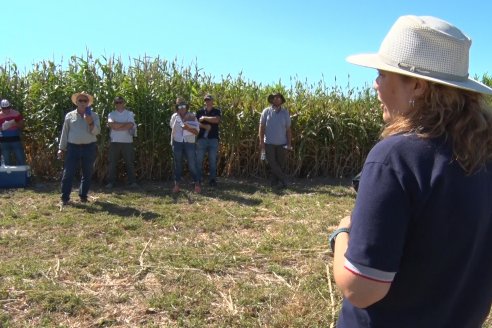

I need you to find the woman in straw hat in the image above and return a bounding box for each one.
[57,91,101,205]
[329,16,492,327]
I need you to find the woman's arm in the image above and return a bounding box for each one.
[333,216,392,308]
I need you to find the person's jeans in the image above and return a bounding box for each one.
[196,138,219,182]
[61,142,97,201]
[172,140,198,183]
[265,143,288,186]
[1,141,26,165]
[108,142,136,184]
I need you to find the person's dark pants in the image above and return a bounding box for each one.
[61,142,97,202]
[196,138,219,183]
[265,143,288,186]
[0,141,26,165]
[108,142,136,184]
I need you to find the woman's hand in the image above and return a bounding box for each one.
[337,215,352,230]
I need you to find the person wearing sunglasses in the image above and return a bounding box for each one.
[105,96,138,189]
[57,91,100,205]
[169,98,200,193]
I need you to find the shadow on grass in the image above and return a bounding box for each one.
[195,179,264,206]
[27,176,355,208]
[85,200,160,221]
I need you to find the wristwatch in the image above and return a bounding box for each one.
[329,227,350,253]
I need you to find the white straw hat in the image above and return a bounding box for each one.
[347,15,492,95]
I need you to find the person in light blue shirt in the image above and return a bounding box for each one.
[258,92,292,188]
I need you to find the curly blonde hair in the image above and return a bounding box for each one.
[382,81,492,174]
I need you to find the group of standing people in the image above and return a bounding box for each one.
[169,94,221,193]
[168,91,293,194]
[56,89,294,203]
[57,92,225,203]
[57,92,150,204]
[1,89,294,203]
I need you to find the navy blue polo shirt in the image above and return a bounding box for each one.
[196,107,221,140]
[337,133,492,328]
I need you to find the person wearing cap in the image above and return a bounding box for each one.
[169,98,201,193]
[196,94,221,187]
[330,16,492,327]
[258,92,292,189]
[105,96,138,189]
[57,92,101,205]
[0,99,26,165]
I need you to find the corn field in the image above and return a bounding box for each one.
[1,54,490,182]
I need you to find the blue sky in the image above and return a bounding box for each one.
[2,0,491,90]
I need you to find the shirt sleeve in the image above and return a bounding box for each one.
[346,153,412,274]
[59,114,70,151]
[260,108,267,125]
[15,112,24,122]
[285,109,291,128]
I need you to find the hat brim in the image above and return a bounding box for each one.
[347,53,492,95]
[71,92,94,106]
[268,94,286,104]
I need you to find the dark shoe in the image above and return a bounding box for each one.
[79,196,88,203]
[60,199,70,206]
[209,179,217,187]
[128,182,139,188]
[105,183,114,189]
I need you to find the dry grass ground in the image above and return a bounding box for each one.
[0,178,490,327]
[0,178,353,327]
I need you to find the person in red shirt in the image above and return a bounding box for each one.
[0,99,26,165]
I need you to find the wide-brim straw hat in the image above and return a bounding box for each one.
[71,92,94,106]
[347,15,492,95]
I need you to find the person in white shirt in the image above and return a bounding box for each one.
[169,99,200,193]
[106,96,137,188]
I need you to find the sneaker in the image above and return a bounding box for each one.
[60,199,70,206]
[129,182,139,188]
[172,184,180,193]
[79,196,88,203]
[194,183,201,193]
[105,183,114,189]
[209,179,217,187]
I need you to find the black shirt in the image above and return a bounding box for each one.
[196,107,221,140]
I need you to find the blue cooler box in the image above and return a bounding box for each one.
[0,165,31,188]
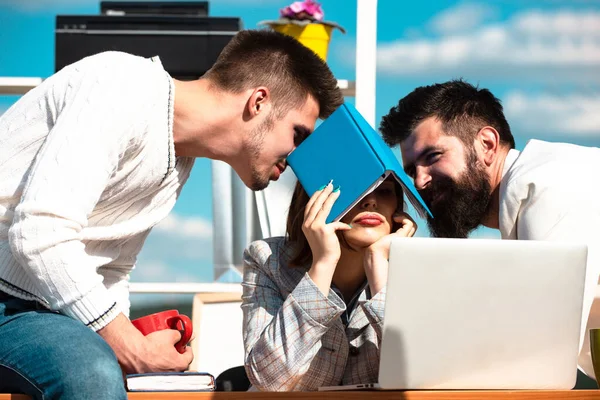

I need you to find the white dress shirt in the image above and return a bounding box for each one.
[499,139,600,377]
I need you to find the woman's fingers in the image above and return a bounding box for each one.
[313,186,341,222]
[305,180,327,211]
[330,221,352,232]
[410,223,417,237]
[393,212,418,237]
[304,181,333,224]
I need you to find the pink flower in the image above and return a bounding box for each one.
[280,0,324,22]
[303,0,324,20]
[289,2,305,13]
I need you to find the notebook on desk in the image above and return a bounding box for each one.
[320,238,588,391]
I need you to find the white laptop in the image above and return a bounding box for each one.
[321,238,588,391]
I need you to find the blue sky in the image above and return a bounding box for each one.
[1,0,599,290]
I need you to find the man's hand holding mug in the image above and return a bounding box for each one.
[132,309,193,354]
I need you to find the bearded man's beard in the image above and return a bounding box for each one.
[421,152,492,238]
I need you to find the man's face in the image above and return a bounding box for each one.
[243,96,319,191]
[400,117,492,238]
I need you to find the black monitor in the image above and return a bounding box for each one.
[55,15,241,79]
[100,1,209,16]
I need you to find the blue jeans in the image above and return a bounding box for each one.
[0,291,127,399]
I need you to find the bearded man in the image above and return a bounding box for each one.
[380,79,600,383]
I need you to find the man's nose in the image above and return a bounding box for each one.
[414,166,432,191]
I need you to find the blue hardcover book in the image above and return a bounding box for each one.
[287,103,432,223]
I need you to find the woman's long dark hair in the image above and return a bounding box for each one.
[285,179,405,267]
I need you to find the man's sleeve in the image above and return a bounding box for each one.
[8,58,152,331]
[360,287,386,344]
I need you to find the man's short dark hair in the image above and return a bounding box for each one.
[380,79,515,149]
[203,29,343,119]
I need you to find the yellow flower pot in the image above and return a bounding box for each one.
[270,23,334,61]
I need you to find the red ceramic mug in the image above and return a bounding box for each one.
[131,309,193,354]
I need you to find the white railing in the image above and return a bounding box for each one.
[129,282,241,294]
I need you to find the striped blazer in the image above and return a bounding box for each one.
[242,237,386,391]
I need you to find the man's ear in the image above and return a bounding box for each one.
[246,87,271,118]
[477,126,500,167]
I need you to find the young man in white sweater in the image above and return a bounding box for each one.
[380,79,600,386]
[0,29,343,399]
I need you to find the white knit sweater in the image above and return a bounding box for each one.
[0,52,195,331]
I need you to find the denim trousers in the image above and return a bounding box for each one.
[0,291,127,400]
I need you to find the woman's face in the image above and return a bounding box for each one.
[340,178,401,249]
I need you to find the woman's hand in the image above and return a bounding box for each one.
[303,181,351,296]
[364,212,417,295]
[367,212,417,259]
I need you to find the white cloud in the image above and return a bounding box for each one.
[428,3,497,35]
[153,213,212,240]
[503,90,600,137]
[135,213,213,262]
[512,9,600,36]
[133,222,214,284]
[132,261,172,281]
[376,9,600,82]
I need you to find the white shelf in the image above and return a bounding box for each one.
[337,79,356,97]
[0,77,43,95]
[0,77,355,97]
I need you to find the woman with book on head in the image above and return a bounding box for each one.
[241,177,417,391]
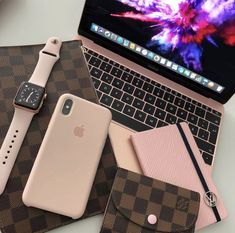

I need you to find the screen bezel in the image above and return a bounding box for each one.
[78,2,235,104]
[14,82,45,111]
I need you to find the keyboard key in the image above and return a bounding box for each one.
[100,62,112,73]
[87,49,98,57]
[208,123,219,144]
[100,94,113,106]
[123,83,134,94]
[181,94,187,100]
[144,104,156,115]
[205,112,221,125]
[165,113,177,124]
[145,115,158,127]
[155,98,166,110]
[132,77,143,88]
[151,80,160,87]
[123,105,135,117]
[174,97,185,108]
[195,107,205,118]
[111,99,124,112]
[166,103,177,115]
[96,90,102,99]
[134,88,145,99]
[133,98,144,110]
[92,77,101,89]
[176,92,182,97]
[198,118,209,130]
[122,93,134,105]
[155,108,166,120]
[84,52,91,61]
[141,75,151,82]
[102,56,109,63]
[192,100,197,105]
[166,87,171,93]
[198,129,209,141]
[145,93,156,104]
[111,108,150,132]
[134,110,147,122]
[208,123,219,134]
[176,108,187,120]
[121,72,133,83]
[185,97,192,102]
[171,90,177,95]
[157,120,168,127]
[161,85,167,91]
[143,83,154,93]
[202,152,213,165]
[90,67,102,79]
[111,67,123,78]
[195,137,215,154]
[99,83,112,94]
[110,88,123,99]
[120,65,130,72]
[212,109,222,117]
[98,54,106,61]
[187,113,198,125]
[130,70,140,77]
[101,73,113,84]
[185,103,195,113]
[189,124,199,136]
[112,78,124,89]
[164,92,174,103]
[202,104,209,110]
[109,60,119,67]
[89,57,102,67]
[153,87,164,98]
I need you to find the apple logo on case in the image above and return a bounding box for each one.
[74,125,85,137]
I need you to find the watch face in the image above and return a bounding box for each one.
[14,82,46,111]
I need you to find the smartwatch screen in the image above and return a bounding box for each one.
[14,82,45,111]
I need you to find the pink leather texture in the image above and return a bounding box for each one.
[131,122,227,230]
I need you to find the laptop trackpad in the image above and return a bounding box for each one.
[109,122,142,174]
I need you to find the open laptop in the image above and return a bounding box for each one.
[78,0,235,173]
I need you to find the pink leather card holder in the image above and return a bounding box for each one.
[131,122,227,230]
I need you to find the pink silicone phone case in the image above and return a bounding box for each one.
[131,122,227,230]
[23,94,112,219]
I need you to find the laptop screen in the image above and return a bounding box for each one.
[79,0,235,103]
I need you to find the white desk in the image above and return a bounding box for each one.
[0,0,234,232]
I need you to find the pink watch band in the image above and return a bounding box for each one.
[29,37,62,87]
[0,37,62,195]
[0,109,34,194]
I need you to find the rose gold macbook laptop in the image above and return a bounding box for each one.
[77,0,235,173]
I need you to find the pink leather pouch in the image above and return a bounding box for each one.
[131,122,227,230]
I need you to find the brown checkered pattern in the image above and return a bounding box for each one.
[0,40,117,233]
[101,168,200,233]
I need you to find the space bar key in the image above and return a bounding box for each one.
[109,108,151,132]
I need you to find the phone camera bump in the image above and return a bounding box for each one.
[62,99,73,115]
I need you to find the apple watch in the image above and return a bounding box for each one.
[0,37,62,195]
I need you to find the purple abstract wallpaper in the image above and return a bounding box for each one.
[111,0,235,73]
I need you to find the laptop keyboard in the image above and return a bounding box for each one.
[84,48,222,166]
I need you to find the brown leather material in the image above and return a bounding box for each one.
[0,40,117,233]
[101,168,200,233]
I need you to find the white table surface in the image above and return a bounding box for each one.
[0,0,234,233]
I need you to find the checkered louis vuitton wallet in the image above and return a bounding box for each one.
[101,168,200,233]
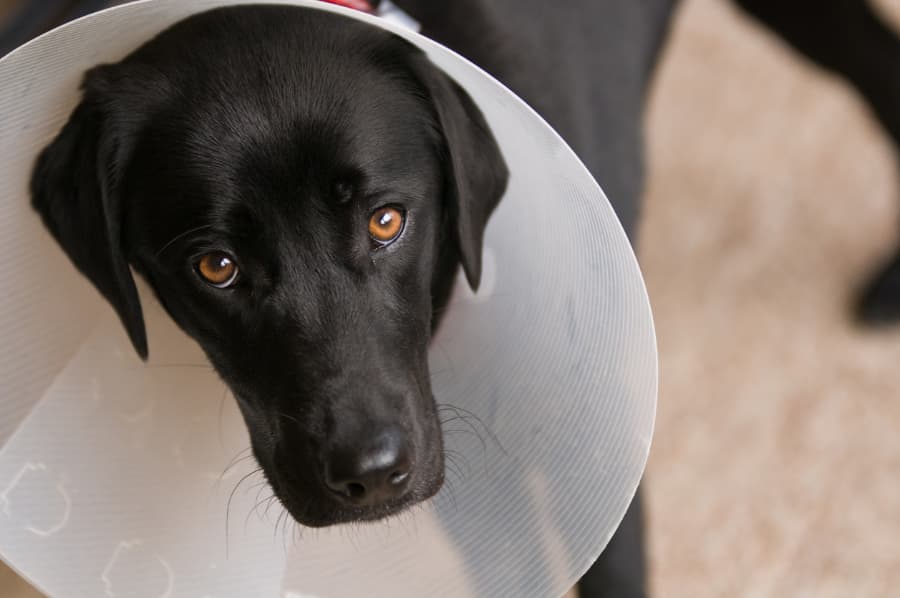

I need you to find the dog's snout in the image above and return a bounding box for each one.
[324,425,412,506]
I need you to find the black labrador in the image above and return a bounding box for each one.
[28,1,900,597]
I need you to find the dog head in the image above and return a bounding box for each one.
[30,6,507,526]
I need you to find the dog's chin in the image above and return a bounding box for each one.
[286,490,440,528]
[274,470,446,528]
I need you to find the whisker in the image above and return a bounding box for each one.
[263,495,281,519]
[443,427,483,443]
[274,509,287,544]
[247,488,273,528]
[440,414,487,455]
[444,448,470,480]
[225,467,261,559]
[438,403,507,456]
[214,447,253,489]
[282,516,294,556]
[250,481,272,515]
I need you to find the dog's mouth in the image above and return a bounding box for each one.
[262,444,445,528]
[273,479,445,528]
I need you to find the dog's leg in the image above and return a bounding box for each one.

- - -

» EXERCISE OBJECTIVE: Only what runs from the line with "I need you to find the white table" through the last line of the listing above belongs in the answer, set down exactly and free of pictures.

» SOLUTION FOR THIS EXERCISE:
I need you to find the white table surface in the image above and return a bounding box for each one.
[0,0,234,233]
I need you to find the checkered louis vuitton wallet in the image above and return a bounding box for each one.
[101,168,200,233]

I need you to find the dog's snout in the image above and return a bounding box for each one.
[324,425,412,506]
I need you to find the black labrador in the image above and return a bounding box for each one.
[28,1,900,597]
I need you to find the dog head in the image above and return a bounding box for each one.
[30,6,507,526]
I need you to find the dog's chin in the image above and return a bounding box for each one.
[286,490,440,528]
[274,470,446,528]
I need you to find the whisker in the image above and return a bounding box for each one.
[263,495,281,519]
[443,427,483,443]
[274,509,287,544]
[247,488,273,528]
[440,414,487,455]
[444,448,470,480]
[225,467,261,559]
[438,403,507,456]
[214,447,253,489]
[282,516,294,556]
[250,481,272,515]
I need you to find the dog's mouth in the image above and return a bounding box for each one.
[262,444,445,528]
[273,479,445,528]
I need you to find the dog's leg in the image above and return a bounding box for each one.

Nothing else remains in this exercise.